>> begin TEXT SECTION

The New Grad FAANG Engineer's Path to FIRE
Financial Independence Retire Early FAANG Engineer Edition Part 1: The Setup
Welcome to a new series that walks a new grad software engineer joining Facebook (or another FAANG1) on how to set themselves up to be able to reach Financial Independence with the ability to Retire Early (FIRE). It will be broadly applicable to other FAANG companies as well as other roles beyond eng with varying degrees of differences in compensation structure. I have worked at Facebook more than 7 years, so i’ll be able to go deeper into everything from promotions, equity grants, bonuses, and the particulars of their 401k options. Despite not being one myself, I chose software engineer as it was one of the job roles with the most publicly available salary information (using levels.fyi).
I am laying out one path that a new grad fortunate enough to be joining Facebook (or any other FAANG+) could take to fully achieve FIRE. If you find yourself as a newly graduated from college software engineer joining Facebook you really have what I would consider FIRE easy-mode. That doesn’t mean it is easy, just that you have a huge leg up as your starting salary right out the gate puts you in the 95th percentile in the entire USA. I’ll also try and lay out the steps for automating as much of the savings process as possible to remove the need for iron will power.
I forecasted a fictional career month by month for 6+ years. This includes projecting all bonus ratings, equity refreshers, promotions, 401k contributions, after tax roth (mega backdoor), taxable brokerage contributions, emergency funds, and even checking account balance. In order to calculate all of this I made a month by month projection of what their actual paychecks would look like… again for the full 6 years.
If you know a first year engineer I would appreciate sharing this series with them (and tell them to subscribe!)
Meet our fictional new grad! Let’s call them Jane.

>> end TEXT SECTION

■ **OBJECTIVES**:
A) Name every item that the FIRE article says its month-by-month career forecast projects.
B) Return the passage of the FIRE article from "If you know" up to and including "call them Jane.".

>> begin GIVEN DATA

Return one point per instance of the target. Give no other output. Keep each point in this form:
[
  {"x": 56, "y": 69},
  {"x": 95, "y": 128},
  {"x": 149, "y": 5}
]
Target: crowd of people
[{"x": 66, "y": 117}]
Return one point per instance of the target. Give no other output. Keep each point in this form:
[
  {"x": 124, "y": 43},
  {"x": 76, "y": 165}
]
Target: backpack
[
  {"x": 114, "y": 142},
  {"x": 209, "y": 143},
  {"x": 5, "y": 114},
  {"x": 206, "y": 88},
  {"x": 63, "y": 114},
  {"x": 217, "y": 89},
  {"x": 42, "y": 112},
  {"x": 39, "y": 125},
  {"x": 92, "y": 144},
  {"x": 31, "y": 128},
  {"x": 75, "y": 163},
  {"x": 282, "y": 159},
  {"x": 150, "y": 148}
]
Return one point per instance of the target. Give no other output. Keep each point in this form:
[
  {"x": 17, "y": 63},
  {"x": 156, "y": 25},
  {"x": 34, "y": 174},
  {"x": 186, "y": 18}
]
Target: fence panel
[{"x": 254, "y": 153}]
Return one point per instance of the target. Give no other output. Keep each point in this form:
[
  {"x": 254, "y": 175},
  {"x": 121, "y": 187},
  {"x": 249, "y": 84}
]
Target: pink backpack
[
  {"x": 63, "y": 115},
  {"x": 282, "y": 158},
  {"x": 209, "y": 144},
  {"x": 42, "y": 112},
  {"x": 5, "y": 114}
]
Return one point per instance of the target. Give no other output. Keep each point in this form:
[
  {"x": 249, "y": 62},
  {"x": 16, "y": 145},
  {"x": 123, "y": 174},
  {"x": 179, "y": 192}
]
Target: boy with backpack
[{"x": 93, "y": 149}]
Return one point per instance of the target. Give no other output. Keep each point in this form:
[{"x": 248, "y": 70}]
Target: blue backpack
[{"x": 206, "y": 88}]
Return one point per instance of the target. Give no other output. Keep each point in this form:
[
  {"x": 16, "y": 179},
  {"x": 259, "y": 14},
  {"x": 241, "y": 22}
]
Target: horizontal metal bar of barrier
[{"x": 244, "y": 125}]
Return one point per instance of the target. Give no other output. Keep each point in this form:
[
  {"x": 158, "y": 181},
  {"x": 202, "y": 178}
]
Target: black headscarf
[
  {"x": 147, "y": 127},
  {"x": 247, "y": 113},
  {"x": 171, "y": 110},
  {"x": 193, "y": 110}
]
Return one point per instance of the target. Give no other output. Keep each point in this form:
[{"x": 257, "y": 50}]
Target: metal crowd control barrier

>> end GIVEN DATA

■ **THE RESPONSES**:
A)
- bonus ratings
- equity refreshers
- promotions
- 401k contributions
- after tax roth (mega backdoor)
- taxable brokerage contributions
- emergency funds
- checking account balance

B)
If you know a first year engineer I would appreciate sharing this series with them (and tell them to subscribe!)
Meet our fictional new grad! Let’s call them Jane.